• COMPLETE THE FOLLOWING:
A) According to the article about AbbVie and Gilead, what share of AbbVie's sales last year came from Humira?
B) Write out the part of the article about AbbVie and Gilead from "Both companies are" to "for autoimmune diseases.".

• TEXT EXCERPT:
---

A Look at Whether AbbVie Could Eventually Face the Same Issues as Gilead

Massachusetts' Biostage Slashes 71% of Staff, Evaluating Strategic Alternatives

February 17, 2017
By Mark Terry, BioSpace.com Breaking News Staff

Gilead Sciences had a tough year, based largely on its dropping sales of its hepatitis C (HCV) franchise. Sam Paul, writing for Seeking Alpha, discusses why AbbVie might be the next Gilead—or not.

Both companies are large-cap. AbbVie’s market cap is $98.84 billion and Gilead’s is $91.44 billion. Gilead is very dependent on Harvoni and Sovaldi for HCV, although it has a very solid HIV portfolio. Last year, 66 percent of AbbVie’s sales were from Humira, for autoimmune diseases.

Paul notes that Gilead has been something of a bad investment since mid-2015, writing, “If you had bought one share of Gilead at its all-time high on June 23, 2015, for $122, and had taken the dividend payouts and hid them under the mattress, your original investment would now be $72.50. The return on this investment would have been -40.57 percent. This exercise is to show that a solid dividend is great, but it’s difficult to see large gains if the principal of an investment shrinks.”

---

• AVAILABLE DATA:

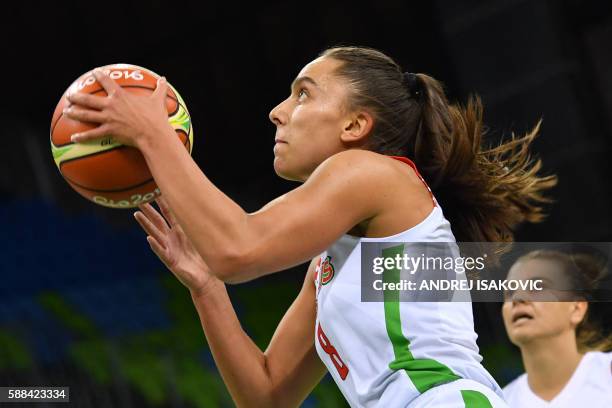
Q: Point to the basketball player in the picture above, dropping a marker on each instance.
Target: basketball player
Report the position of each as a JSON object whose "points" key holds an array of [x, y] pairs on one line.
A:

---

• PER-TASK OUTPUTS:
A) 66 percent of AbbVie's sales last year came from Humira.

B)
Both companies are large-cap. AbbVie’s market cap is $98.84 billion and Gilead’s is $91.44 billion. Gilead is very dependent on Harvoni and Sovaldi for HCV, although it has a very solid HIV portfolio. Last year, 66 percent of AbbVie’s sales were from Humira, for autoimmune diseases.